| Passage for review |
******
Wikipedia's picture :
depicts layout of bytes of 32-bit ARGB
integer on little-endian architecture.
Whereas picture from your question corresponds to big-endian layout of same ARGB
integer.
So, the answer is : both pictures are correct, they just account for different architectures in terms of bit addressing in memory.
What you should care about is, regardless of endianess, for ARGB
, A
is the most-significant byte of 32-bit value, R
at the second-most significant, ... and B
can be found as the least significant Byte.
So you can extract them correctly with corresponding bit-shifting operations regardless on what type of "endian" platform you are.
******
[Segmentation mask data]
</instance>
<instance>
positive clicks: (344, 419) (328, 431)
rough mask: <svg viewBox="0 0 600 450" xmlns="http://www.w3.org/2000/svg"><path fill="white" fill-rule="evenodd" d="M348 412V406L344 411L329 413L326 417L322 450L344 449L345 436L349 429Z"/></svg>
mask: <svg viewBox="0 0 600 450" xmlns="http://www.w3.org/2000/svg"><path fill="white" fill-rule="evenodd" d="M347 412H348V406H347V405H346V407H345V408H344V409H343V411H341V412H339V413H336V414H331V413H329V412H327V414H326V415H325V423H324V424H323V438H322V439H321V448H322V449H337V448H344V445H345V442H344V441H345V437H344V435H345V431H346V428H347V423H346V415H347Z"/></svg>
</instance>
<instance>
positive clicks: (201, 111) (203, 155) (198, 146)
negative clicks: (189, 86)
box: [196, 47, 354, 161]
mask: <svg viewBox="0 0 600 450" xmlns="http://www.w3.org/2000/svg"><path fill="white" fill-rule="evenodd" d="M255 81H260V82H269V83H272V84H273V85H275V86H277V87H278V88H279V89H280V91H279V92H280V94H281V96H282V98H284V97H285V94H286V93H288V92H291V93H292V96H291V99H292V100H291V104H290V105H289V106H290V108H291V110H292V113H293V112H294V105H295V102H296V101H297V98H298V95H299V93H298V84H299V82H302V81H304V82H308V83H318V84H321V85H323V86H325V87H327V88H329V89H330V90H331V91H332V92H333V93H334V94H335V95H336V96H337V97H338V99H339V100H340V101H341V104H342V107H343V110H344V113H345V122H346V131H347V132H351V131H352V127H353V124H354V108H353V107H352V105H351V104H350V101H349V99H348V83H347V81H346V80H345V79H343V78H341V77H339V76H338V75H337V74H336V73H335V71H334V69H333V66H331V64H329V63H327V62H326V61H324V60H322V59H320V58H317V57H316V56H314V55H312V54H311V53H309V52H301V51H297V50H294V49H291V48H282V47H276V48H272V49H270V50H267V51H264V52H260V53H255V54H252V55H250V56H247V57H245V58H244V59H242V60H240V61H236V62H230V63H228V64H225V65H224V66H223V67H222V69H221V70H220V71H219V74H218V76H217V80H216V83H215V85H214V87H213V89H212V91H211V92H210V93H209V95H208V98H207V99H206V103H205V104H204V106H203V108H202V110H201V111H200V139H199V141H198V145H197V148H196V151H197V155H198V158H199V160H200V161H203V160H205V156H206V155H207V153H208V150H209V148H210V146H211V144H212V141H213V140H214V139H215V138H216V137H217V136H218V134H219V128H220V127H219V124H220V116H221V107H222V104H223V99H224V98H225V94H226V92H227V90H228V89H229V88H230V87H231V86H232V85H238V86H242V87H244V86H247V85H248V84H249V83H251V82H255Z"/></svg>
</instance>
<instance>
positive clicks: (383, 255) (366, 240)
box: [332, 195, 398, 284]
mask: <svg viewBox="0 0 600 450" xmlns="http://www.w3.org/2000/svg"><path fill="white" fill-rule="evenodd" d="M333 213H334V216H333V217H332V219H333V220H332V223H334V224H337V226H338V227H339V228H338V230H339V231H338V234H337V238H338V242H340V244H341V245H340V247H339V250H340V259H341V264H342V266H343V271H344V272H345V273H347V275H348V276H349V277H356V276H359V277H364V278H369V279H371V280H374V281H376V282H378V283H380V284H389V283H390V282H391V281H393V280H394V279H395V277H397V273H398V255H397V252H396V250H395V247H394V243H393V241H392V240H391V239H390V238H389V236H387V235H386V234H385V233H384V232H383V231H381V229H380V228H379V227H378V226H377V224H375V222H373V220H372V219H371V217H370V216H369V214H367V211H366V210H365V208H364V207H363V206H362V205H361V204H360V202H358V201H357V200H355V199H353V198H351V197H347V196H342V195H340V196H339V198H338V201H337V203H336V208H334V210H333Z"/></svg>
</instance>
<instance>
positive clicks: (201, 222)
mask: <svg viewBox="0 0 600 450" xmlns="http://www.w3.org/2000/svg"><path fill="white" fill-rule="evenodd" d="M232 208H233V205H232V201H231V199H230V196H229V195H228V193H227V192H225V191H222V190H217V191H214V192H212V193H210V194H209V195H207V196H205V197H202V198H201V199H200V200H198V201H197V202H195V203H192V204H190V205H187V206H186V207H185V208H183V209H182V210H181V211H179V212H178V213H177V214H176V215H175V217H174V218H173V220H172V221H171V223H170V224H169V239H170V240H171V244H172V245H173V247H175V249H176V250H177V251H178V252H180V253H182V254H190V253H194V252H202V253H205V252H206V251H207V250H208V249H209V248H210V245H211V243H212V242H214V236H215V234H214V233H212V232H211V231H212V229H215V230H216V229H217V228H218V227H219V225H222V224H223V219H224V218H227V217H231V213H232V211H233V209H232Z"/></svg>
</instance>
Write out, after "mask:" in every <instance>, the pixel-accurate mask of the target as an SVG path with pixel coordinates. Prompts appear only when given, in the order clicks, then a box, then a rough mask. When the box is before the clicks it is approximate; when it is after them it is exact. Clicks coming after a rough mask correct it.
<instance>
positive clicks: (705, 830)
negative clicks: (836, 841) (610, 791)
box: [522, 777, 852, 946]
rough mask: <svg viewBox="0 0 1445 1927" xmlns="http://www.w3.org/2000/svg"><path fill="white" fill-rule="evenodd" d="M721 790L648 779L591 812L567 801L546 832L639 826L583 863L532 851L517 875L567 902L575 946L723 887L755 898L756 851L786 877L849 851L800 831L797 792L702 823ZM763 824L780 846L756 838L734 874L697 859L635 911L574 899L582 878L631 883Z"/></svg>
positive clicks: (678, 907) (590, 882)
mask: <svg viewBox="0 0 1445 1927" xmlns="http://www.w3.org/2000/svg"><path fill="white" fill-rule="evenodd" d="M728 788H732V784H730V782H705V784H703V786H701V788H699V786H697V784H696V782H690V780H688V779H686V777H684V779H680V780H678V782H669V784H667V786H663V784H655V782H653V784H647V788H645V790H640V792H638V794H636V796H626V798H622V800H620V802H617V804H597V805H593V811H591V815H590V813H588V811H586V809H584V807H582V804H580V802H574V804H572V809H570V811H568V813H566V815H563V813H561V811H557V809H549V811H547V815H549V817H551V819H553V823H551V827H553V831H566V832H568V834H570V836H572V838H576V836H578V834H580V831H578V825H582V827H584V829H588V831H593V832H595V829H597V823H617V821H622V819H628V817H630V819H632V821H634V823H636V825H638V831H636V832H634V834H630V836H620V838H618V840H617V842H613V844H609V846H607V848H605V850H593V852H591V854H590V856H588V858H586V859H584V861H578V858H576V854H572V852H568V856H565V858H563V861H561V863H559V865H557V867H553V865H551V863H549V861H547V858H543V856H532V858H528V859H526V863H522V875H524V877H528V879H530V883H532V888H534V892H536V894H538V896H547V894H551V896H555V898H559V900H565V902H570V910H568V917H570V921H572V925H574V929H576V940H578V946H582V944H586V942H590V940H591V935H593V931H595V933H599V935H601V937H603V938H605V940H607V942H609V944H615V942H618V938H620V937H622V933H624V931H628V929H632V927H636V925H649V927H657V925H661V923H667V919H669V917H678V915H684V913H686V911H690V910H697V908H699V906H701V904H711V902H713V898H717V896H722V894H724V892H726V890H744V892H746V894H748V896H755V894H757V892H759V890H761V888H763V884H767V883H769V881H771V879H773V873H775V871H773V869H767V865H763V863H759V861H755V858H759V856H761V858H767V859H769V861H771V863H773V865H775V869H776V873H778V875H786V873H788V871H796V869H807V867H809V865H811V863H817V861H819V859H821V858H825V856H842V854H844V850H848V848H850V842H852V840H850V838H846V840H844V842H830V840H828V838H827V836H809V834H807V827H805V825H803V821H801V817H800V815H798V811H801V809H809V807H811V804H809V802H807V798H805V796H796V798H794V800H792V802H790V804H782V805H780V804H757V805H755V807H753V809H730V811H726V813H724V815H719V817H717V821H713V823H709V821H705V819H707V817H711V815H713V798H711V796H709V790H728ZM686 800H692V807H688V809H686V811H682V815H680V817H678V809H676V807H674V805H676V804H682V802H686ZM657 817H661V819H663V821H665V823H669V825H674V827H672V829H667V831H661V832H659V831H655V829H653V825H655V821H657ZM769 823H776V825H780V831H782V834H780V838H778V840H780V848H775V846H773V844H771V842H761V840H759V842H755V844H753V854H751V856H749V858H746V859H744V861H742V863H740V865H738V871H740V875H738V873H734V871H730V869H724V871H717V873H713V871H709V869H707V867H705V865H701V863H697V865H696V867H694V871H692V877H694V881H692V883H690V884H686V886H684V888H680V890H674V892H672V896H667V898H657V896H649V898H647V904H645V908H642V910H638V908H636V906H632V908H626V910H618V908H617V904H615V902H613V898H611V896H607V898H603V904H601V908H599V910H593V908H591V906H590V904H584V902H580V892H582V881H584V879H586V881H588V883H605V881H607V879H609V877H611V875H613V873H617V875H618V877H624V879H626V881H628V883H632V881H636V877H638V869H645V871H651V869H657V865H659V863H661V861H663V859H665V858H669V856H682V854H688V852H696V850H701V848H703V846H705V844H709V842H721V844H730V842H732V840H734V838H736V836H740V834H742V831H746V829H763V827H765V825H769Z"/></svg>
******
| Exercise prompt |
Write what comes next in the forum answer about ARGB byte order and endianness, starting right after its final sentence.

| Exercise result |
Edit
In fact, the picture from your question seems odd to me, since it displays A
, R
, G
, B
bytes in reverse order (even addressing them correctly). I recommend you stick to diagram from wikipedia to avid confusion.
Answering your comment : Java's TYPE_INT_BGR
has reversed encoding of rgb
colors as compared to TYPE_INT_RGB
, see java.awt.image.BufferedImage.java :
case TYPE_INT_BGR:
{
colorModel = new DirectColorModel(24,
0x000000ff, // Red
0x0000ff00, // Green
0x00ff0000 // Blue
);
Which one to use depend on your needs, but I would guess you'd be ok with RGB
and ARGB
.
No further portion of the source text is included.